• **Aufgaben**:
**A)** Zitieren Sie aus dem Text über Zielgruppen und Mainstream die Passage, die mit „Was ich mich“ beginnt und sich bis einschließlich „das an mir?“ erstreckt.
**B)** Übertragen Sie den folgenden Satz aus dem Text über Zielgruppen und Mainstream ins Englische: „Wer keinen seelischen Abgrund hat, braucht mir gar nicht erst ankommen.“
**C)** Führen Sie den Text über Zielgruppen und Mainstream im Anschluss an seinen letzten Satz weiter.

Aus aktuellem Anlaß ein Thread zum Thema Zielgruppen und Mainstream.

Folgendes ist passiert: Gestern beschließe ich, ein neues Buch zu plotten, "Ganz klassische Fantasy, sowas wollte ich schon ewig mal schreiben". Keine Stunde Plotten später ist mein sanftmütiger Prinz ein eiskalter Psychopath, der steinharte Kämpfer ist schwul, und die restlichen Helden werden auch noch ihr Fett wegbekommen... Ich stelle mehr und mehr fest, daß ich nicht "normal" kann. Durchschnittliche, nette Leute interessieren mich nicht nur nicht so sehr, ich kann mich auch nicht in sie hineinversetzen. Wer keinen seelischen Abgrund hat, braucht mir gar nicht erst ankommen. Für meine Chancen auf dem Buchmarkt habe ich das immer als größten Hemmschuh gesehen, wie selbstverständlich gehe ich davon aus, daß die Leser lieber normalere Figuren haben wollen, zumindest in der Heldengruppe. Die Bücher, die ich über die Jahre aus unserem Genre gelesehen haben, scheinen mir mit dieser Theorie Recht zu geben.

Was ich mich jetzt frage, ist: Wollen die Leser das überhaupt? Wenn ihr die Zielgruppe seid, wollt ihr pflegeleichte Sympathieträger, mit denen sich jeder (außer mir) identifizieren kann, oder ist es für euch okay, auch mal von einem Helden abgestoßen zu werden, wenn er dafür interessanter erscheint? Oder bilde ich mir nur ein, daß das zwei verschiedene Dinge sind, die einander ausschließen, und liege falsch, normal und langweilig gleichzusetzen?

Mich würden eure Ansichten und Erfahrungen sehr interessieren, auch wenn sich bei mir nichts mehr ändern wird, egal was hier rauskommt - ich habe es ja versucht, aber es gelingt mir nicht, meinen Helden ein Profil zu verpassen, ohne ihnen gleich den dicken Hau wech zu geben. Aber vielleicht lieben die Leser ja gerade das an mir?

• **Rohmaterial**:

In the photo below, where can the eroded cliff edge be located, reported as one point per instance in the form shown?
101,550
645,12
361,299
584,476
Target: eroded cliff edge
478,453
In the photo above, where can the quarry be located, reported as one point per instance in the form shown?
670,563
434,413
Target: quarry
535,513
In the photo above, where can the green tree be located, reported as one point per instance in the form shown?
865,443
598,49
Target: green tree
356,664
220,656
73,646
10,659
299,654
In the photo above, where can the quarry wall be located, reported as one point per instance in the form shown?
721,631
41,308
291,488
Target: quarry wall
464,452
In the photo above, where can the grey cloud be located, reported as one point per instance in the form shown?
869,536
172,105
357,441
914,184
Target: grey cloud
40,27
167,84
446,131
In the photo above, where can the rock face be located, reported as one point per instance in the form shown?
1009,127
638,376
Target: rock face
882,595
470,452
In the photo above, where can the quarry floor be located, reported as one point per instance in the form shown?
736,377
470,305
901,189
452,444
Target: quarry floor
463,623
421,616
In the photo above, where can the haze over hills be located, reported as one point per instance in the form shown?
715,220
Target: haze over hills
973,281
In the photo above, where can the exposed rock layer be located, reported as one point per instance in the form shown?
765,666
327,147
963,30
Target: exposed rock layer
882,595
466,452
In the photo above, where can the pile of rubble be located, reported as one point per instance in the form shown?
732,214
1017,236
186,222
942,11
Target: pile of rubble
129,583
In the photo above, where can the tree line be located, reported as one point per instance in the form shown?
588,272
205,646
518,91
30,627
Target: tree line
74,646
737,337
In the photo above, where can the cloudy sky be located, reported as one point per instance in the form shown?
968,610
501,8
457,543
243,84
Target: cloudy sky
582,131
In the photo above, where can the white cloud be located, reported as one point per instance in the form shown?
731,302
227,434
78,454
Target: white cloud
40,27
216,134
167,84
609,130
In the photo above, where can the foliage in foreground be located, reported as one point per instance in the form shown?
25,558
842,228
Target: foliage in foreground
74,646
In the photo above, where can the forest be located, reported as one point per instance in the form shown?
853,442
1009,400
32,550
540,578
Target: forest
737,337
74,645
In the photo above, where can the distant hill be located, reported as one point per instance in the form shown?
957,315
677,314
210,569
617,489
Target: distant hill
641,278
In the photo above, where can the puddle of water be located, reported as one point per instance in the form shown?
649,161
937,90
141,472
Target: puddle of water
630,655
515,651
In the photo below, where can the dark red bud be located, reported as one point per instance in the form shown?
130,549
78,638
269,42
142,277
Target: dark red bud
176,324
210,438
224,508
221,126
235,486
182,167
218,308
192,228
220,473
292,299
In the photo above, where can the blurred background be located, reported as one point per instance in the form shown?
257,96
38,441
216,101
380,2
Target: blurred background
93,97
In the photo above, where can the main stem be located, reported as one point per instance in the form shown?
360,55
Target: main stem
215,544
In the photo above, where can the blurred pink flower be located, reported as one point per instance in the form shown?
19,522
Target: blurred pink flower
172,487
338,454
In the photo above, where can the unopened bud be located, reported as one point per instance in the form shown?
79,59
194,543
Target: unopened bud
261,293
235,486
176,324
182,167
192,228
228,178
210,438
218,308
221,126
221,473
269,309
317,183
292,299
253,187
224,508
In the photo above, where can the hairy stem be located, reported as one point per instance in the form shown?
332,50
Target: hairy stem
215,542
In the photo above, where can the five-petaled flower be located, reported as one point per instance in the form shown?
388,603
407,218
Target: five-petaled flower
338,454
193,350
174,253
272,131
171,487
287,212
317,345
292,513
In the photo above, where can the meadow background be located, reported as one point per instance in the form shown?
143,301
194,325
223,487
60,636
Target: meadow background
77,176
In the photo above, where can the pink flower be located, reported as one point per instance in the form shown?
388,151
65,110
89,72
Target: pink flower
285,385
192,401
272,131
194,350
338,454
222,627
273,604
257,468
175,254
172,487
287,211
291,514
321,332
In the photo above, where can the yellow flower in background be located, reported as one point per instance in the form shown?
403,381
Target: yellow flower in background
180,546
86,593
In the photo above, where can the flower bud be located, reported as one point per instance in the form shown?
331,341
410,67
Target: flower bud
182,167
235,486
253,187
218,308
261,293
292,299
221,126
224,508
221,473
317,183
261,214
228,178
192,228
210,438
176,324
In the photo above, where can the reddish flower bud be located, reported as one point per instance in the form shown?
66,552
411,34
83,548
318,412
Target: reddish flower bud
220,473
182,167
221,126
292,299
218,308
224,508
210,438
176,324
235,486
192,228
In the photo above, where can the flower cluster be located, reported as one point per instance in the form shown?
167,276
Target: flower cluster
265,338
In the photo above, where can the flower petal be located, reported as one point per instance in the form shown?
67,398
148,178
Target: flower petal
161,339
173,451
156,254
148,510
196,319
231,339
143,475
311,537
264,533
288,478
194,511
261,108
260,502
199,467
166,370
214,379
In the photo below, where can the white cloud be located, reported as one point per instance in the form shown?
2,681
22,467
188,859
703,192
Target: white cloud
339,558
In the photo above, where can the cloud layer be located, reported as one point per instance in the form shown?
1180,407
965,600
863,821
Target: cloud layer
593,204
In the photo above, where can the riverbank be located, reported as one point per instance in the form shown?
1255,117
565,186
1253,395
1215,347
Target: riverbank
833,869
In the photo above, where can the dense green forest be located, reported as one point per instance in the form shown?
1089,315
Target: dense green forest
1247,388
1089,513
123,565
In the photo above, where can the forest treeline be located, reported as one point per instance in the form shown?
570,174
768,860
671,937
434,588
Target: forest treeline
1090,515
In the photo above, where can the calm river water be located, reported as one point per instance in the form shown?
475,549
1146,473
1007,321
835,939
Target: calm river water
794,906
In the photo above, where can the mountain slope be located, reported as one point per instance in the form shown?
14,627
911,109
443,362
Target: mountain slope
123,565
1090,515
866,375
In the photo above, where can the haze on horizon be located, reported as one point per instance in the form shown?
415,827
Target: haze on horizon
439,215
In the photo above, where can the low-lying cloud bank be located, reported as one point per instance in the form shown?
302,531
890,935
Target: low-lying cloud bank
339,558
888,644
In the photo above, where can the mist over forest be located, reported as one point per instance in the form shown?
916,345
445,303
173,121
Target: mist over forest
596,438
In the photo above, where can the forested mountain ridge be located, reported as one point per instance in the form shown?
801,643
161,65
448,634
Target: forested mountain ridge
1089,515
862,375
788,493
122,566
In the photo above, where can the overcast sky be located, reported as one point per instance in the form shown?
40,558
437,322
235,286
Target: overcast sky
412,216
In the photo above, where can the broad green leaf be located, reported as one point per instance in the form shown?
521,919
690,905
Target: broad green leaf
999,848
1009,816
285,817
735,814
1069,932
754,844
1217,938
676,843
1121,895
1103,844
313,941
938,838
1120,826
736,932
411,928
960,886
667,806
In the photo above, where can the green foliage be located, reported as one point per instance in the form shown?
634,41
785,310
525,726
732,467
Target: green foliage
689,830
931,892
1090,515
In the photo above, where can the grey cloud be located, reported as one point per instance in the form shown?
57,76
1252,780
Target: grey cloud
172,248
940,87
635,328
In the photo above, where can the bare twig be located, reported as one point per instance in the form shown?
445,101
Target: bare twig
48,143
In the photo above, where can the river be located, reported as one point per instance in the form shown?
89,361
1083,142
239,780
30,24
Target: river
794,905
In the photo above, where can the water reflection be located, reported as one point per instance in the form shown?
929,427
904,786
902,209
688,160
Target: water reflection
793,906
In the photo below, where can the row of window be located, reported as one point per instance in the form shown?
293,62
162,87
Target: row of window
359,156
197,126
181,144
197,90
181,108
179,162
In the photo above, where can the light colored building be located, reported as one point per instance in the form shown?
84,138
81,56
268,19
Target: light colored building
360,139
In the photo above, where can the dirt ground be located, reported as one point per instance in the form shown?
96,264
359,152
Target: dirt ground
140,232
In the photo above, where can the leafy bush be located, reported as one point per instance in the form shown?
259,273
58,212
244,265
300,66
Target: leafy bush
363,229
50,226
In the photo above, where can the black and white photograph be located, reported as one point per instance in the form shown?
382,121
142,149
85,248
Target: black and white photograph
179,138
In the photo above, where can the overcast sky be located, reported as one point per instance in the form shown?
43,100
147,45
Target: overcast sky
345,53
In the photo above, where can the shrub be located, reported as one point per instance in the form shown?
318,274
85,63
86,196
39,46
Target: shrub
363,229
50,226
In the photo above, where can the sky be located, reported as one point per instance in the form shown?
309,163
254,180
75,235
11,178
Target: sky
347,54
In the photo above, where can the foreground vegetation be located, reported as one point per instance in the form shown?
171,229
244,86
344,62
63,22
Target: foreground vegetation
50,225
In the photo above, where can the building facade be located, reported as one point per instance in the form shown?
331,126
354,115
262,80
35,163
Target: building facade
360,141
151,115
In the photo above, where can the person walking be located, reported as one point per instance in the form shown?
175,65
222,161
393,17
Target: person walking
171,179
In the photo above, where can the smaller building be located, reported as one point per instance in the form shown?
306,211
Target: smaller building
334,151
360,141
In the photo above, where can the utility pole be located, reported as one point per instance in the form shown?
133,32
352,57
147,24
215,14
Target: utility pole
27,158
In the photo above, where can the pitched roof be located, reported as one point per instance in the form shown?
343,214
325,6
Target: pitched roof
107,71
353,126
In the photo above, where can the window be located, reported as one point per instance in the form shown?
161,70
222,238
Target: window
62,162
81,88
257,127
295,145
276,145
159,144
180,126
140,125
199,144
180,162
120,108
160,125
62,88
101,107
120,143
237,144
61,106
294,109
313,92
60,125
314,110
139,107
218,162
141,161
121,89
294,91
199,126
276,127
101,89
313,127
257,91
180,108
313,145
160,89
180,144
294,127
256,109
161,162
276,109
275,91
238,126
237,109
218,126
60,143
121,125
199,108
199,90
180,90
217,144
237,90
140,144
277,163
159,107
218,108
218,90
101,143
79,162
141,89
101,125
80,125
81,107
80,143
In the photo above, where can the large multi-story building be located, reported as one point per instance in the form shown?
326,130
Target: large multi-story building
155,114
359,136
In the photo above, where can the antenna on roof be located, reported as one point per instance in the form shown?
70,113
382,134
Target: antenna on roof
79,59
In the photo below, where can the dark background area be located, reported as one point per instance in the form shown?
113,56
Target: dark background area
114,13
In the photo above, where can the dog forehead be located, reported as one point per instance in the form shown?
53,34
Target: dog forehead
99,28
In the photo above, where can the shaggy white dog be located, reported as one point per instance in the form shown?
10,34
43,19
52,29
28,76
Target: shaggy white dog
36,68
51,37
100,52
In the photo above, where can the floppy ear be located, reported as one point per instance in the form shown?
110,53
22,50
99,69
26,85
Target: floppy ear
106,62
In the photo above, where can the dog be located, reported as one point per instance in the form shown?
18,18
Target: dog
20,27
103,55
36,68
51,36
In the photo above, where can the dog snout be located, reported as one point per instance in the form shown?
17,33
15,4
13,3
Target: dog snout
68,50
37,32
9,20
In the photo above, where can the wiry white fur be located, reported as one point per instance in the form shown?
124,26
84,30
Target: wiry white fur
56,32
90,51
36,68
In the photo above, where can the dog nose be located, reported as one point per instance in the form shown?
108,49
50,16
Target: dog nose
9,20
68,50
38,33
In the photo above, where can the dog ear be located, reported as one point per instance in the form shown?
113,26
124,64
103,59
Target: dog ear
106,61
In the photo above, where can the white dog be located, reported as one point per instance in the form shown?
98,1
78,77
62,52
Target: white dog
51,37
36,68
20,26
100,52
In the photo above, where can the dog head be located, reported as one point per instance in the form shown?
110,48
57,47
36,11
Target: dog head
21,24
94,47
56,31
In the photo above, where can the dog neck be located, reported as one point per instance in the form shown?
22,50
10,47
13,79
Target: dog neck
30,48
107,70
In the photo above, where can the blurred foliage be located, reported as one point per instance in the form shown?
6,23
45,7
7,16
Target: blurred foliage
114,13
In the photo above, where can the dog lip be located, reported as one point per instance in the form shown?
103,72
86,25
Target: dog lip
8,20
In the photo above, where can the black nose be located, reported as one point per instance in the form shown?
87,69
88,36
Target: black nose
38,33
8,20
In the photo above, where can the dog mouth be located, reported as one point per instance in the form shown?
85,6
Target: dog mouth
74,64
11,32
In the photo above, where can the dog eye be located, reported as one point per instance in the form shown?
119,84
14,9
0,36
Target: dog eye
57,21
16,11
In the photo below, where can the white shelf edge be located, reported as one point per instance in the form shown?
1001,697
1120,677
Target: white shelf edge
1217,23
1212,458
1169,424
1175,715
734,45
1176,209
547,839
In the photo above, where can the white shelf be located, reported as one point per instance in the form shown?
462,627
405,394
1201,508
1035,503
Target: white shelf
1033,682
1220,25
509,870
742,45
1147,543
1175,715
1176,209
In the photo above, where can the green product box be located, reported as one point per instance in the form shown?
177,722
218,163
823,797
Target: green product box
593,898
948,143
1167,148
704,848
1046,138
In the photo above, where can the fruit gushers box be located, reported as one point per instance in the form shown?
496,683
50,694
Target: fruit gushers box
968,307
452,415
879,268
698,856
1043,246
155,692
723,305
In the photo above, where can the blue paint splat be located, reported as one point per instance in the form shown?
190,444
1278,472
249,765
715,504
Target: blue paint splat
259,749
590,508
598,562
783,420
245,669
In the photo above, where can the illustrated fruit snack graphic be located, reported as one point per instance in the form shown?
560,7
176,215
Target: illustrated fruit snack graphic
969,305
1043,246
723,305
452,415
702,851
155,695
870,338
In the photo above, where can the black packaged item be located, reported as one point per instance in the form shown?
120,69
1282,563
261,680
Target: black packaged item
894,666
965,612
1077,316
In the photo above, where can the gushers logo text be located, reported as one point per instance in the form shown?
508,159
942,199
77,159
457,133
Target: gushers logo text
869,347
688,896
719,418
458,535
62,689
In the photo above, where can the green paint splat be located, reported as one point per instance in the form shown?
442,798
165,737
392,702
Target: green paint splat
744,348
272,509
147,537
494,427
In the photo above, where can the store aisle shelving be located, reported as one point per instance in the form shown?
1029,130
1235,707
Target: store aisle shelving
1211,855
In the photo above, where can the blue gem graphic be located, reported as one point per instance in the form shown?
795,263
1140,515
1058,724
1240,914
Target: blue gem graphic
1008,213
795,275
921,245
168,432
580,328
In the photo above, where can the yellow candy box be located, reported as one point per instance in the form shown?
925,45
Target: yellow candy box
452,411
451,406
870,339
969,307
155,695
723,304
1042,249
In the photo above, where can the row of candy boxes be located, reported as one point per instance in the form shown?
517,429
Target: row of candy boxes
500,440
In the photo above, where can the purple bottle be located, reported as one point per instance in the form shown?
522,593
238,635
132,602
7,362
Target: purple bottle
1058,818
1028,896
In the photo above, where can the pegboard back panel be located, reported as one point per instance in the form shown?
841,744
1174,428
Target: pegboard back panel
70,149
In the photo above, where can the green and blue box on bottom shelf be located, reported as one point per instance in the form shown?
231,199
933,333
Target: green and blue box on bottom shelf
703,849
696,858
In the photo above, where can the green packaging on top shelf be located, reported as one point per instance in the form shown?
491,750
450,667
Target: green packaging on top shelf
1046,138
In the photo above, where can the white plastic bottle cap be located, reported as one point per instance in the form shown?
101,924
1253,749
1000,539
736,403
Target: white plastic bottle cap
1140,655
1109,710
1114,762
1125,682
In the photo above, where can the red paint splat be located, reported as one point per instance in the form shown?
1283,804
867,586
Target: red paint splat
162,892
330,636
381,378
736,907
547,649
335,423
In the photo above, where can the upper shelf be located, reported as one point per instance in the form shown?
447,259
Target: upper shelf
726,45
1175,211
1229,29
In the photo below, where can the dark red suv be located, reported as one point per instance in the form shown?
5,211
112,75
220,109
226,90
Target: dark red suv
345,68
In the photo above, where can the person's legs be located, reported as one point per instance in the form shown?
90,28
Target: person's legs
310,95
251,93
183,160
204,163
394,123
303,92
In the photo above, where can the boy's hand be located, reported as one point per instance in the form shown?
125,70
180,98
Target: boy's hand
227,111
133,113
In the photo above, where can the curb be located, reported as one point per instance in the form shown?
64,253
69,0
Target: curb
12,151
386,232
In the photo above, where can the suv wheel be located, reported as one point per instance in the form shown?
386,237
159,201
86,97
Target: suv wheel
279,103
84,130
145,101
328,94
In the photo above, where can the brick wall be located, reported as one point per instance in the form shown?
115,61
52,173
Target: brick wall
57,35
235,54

• **Lösungen**:
**A)**
Was ich mich jetzt frage, ist: Wollen die Leser das überhaupt? Wenn ihr die Zielgruppe seid, wollt ihr pflegeleichte Sympathieträger, mit denen sich jeder (außer mir) identifizieren kann, oder ist es für euch okay, auch mal von einem Helden abgestoßen zu werden, wenn er dafür interessanter erscheint? Oder bilde ich mir nur ein, daß das zwei verschiedene Dinge sind, die einander ausschließen, und liege falsch, normal und langweilig gleichzusetzen?

Mich würden eure Ansichten und Erfahrungen sehr interessieren, auch wenn sich bei mir nichts mehr ändern wird, egal was hier rauskommt - ich habe es ja versucht, aber es gelingt mir nicht, meinen Helden ein Profil zu verpassen, ohne ihnen gleich den dicken Hau wech zu geben. Aber vielleicht lieben die Leser ja gerade das an mir?

**B)** Anyone who has no abyss in their soul needn't even bother coming to me.

**C)**
Niemand hantiert gern ungesichert mit kritischen Massen.
Robert Gernhardt

Ary

Nun denn, werfe ich doch mal einen Blick auf meinen Bücherschrank und meine Festplatte.
Die Geschichten, die ich am liebsten gelesen habe, sind die mit den nicht-Mainstream-Charakteren. Die mit den etwas anderen Typen, die mit den Abgründigen und Verzweifelten. Als ich Lynn Flewellings Tamir-Trilogie in die Finger bekam, bin ich auf die Knie gefallen und habe sämtlichen Musen dafür gedankt, dass es sie noch gibt - Fantasy, die fast ohne Magie auskommt, dafür aber tief-udn zuweilen auch abgründige Charaktere hervorbringt. Ich habe diese Reihe verschlungen und konnte danach lange keine Fantasy mehr lesen, weil irgendwie nichts diesen Charakteren das Wasser reichen konnte.
Ja, ich mag sie, die Psychopathen und Verdrehten, die Verschwurbelten und manchmal nicht Nachvollziehbaren.

Wenn ich selbst schreibe, ist mindestens eine Hauptfigur traumatisiert und eine schwul oder lesbisch, hat ein tiefgehendes Problem mit der Familie und/oder mit sich selbst und neigt dazu, überall anzuecken. "Nette leute von Nebenan" habe ich im Realleben genug, über die muss ich nicht auch noch schreiben.
Einfach mal machen. Könnte ja gut werden.

Sprotte

Schwierig - oder auch nicht!

Einen Helden im schimmernder Wehr, mit astreiner Abstammung, makellosem Charakter und einer überquellenden Güte finde ich strunzlangweilig.
So einen hatte ich in meinem ersten Fantasyroman erschaffen (okay, er war der Gefährte des Weltdrachen blablablubb). Im Rewrite wurde er plötzlich von boshaftem Humor beseelt, der ihn um Welten echter und sympathischer machte. Wow, ich war begeistert.
Helden müssen Laster haben, Charakterschwächen, vielleicht etwas Traumatisches in ihrer Kindheit, das ihnen im unpassendsten Augenblick in die Quere kommt.

Denke ich an Pratchett, denke ich an Sam Vimes (Sam Mumm), der ein Säufer (derzeit abstinent, was er mit teuren Zigarren und viel Bosheit kompensiert) und gerechter Rassist ist (er haßt Menschen, Zwerge, Trolle und Untote - er ist selber ein Mensch).

Ein schwuler, steinharter Kämpfer? GÖTTLICH! Warum bin ich nicht auf so etwas gekommen! Du hast meine Idee geklaut, sei ehrlich! Ich will auch einen!

Helden, denen alles auf Anhieb gelingt, denen alle zu Füßen liegen, die dauernd Jungfrauen retten, immer lächeln, immer weiterwissen, nie verzagen, nie müde sind und niemals einen wundgerittenen (ähm, unglückliche Wortwahl, wenn ich an Deinen schwulen Krieger denke!) Hintern VOM AUF DEM PFERDE REITEN haben - nä, schmeiß sie in den Müll.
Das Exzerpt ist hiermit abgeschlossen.